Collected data
========================================================================

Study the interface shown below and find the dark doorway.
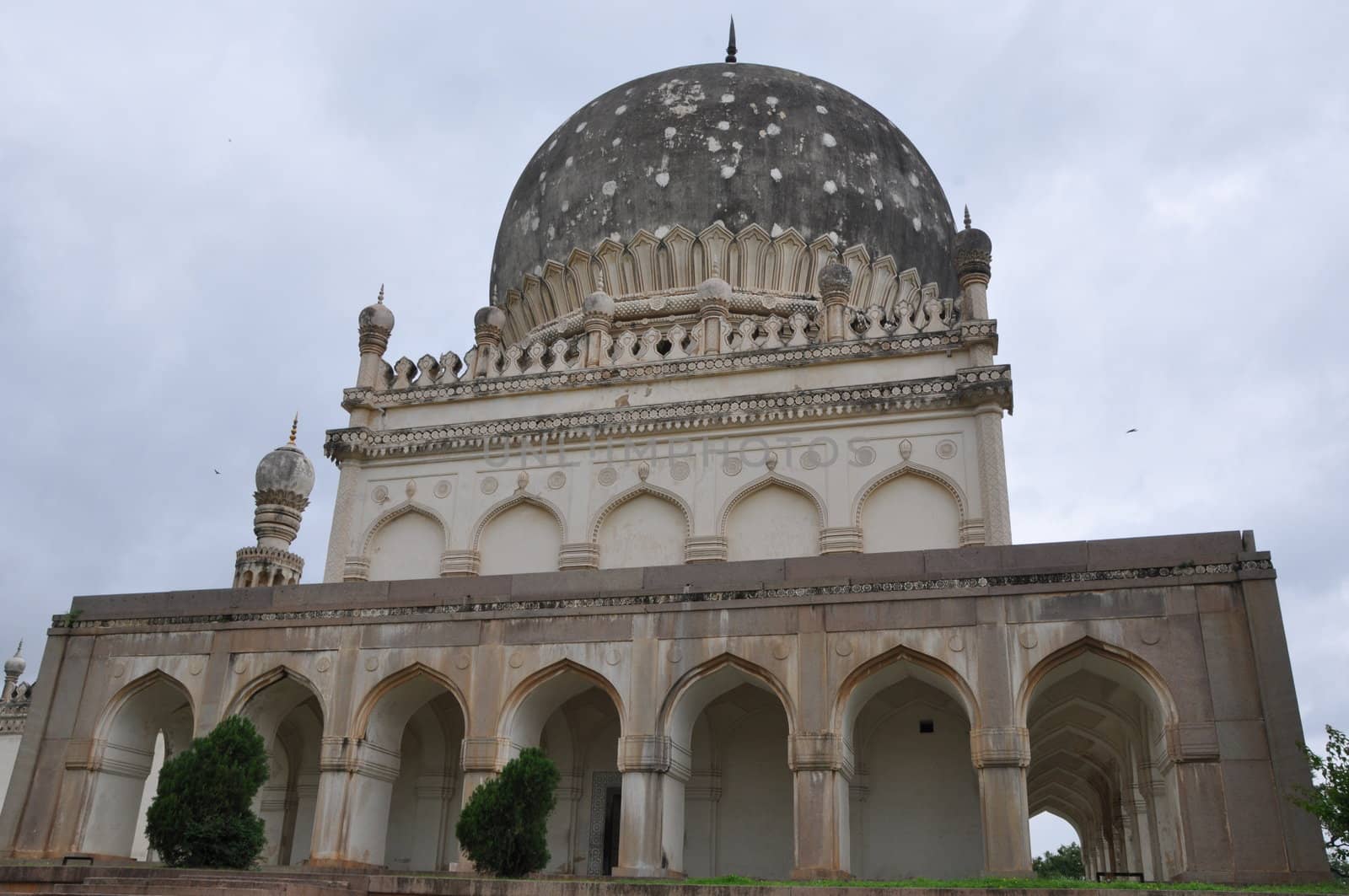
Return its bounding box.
[600,786,623,876]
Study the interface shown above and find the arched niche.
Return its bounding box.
[362,503,447,582]
[474,494,567,577]
[79,671,194,857]
[720,472,825,560]
[835,649,983,880]
[501,660,623,876]
[234,667,324,865]
[854,464,966,553]
[659,654,794,878]
[347,663,468,872]
[591,483,692,570]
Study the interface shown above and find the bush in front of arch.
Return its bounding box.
[454,748,562,877]
[146,715,267,867]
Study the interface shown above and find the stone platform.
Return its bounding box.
[0,864,1349,896]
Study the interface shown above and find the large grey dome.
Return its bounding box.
[492,63,956,303]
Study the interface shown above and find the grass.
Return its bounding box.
[648,874,1349,893]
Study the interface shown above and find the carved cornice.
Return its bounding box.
[342,319,998,411]
[51,560,1273,634]
[324,364,1012,463]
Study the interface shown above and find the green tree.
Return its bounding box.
[1293,725,1349,877]
[1030,844,1088,880]
[146,715,267,867]
[454,748,562,877]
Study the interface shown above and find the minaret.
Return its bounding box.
[234,414,314,588]
[0,641,29,703]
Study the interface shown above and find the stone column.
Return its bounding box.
[1162,722,1234,883]
[582,290,614,367]
[309,738,398,869]
[974,404,1012,545]
[970,727,1034,877]
[819,262,854,343]
[324,458,368,582]
[468,305,506,379]
[697,276,731,355]
[787,732,852,880]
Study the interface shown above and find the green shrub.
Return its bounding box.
[454,748,562,877]
[1030,844,1088,880]
[146,715,267,867]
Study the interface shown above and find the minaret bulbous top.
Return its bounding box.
[4,641,29,679]
[254,416,314,499]
[955,205,993,285]
[356,285,394,333]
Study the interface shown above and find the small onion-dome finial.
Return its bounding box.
[954,205,993,285]
[4,641,29,679]
[357,283,394,332]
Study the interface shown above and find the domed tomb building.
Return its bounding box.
[0,47,1327,883]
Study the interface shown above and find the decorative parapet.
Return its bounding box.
[502,223,954,341]
[324,364,1012,462]
[51,559,1275,634]
[342,309,997,410]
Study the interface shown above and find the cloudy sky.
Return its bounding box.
[0,0,1349,850]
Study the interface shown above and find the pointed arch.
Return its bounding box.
[360,499,449,557]
[717,471,825,539]
[497,658,627,748]
[657,651,796,750]
[852,460,970,528]
[1016,636,1180,727]
[351,661,468,749]
[589,482,693,541]
[831,647,982,739]
[221,664,329,737]
[472,491,567,550]
[94,669,197,742]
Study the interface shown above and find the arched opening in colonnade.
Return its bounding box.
[663,654,794,880]
[1023,641,1183,880]
[239,668,324,865]
[503,661,623,876]
[78,672,194,858]
[839,651,983,880]
[347,664,468,872]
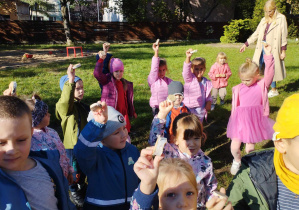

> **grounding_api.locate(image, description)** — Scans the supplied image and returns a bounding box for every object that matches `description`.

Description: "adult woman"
[240,0,288,98]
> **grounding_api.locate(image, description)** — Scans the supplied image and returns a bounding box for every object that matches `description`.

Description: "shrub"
[220,19,252,43]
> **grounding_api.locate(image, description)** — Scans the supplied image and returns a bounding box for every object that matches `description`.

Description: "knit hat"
[87,106,126,139]
[31,99,48,127]
[110,58,124,73]
[273,93,299,141]
[59,75,82,90]
[168,81,184,96]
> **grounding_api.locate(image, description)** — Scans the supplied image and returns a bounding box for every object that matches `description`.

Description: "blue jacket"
[0,150,76,210]
[74,120,139,207]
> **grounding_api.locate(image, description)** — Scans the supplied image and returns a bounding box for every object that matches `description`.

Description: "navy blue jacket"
[74,120,140,209]
[0,150,76,210]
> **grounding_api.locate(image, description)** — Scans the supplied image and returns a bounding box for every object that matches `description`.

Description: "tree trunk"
[61,1,73,46]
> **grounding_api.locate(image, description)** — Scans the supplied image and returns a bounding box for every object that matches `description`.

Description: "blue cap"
[59,75,82,91]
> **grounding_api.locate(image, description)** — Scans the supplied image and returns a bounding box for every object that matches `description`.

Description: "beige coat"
[247,13,288,81]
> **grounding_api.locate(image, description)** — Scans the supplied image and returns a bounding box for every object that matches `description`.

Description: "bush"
[220,19,252,43]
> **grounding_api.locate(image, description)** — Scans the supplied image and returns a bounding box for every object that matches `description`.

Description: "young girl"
[209,52,232,110]
[149,101,217,208]
[93,48,137,132]
[130,147,232,210]
[74,101,139,210]
[227,45,274,175]
[25,94,74,184]
[183,49,212,122]
[147,43,172,116]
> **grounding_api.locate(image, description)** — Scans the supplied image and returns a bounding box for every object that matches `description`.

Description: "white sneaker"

========================================================================

▶ To do:
Render everything from the start of the data above down to the line containing "[600,786,623,876]" as a Markdown table with the columns No. and Line, skipping blank lines and leaving out the pictures.

▶ Complete response:
| No. | Line |
|---|---|
| 1 | Study the interface shown below and find the dark doorway. |
| 2 | Return its bounding box. |
| 3 | [600,786,623,876] |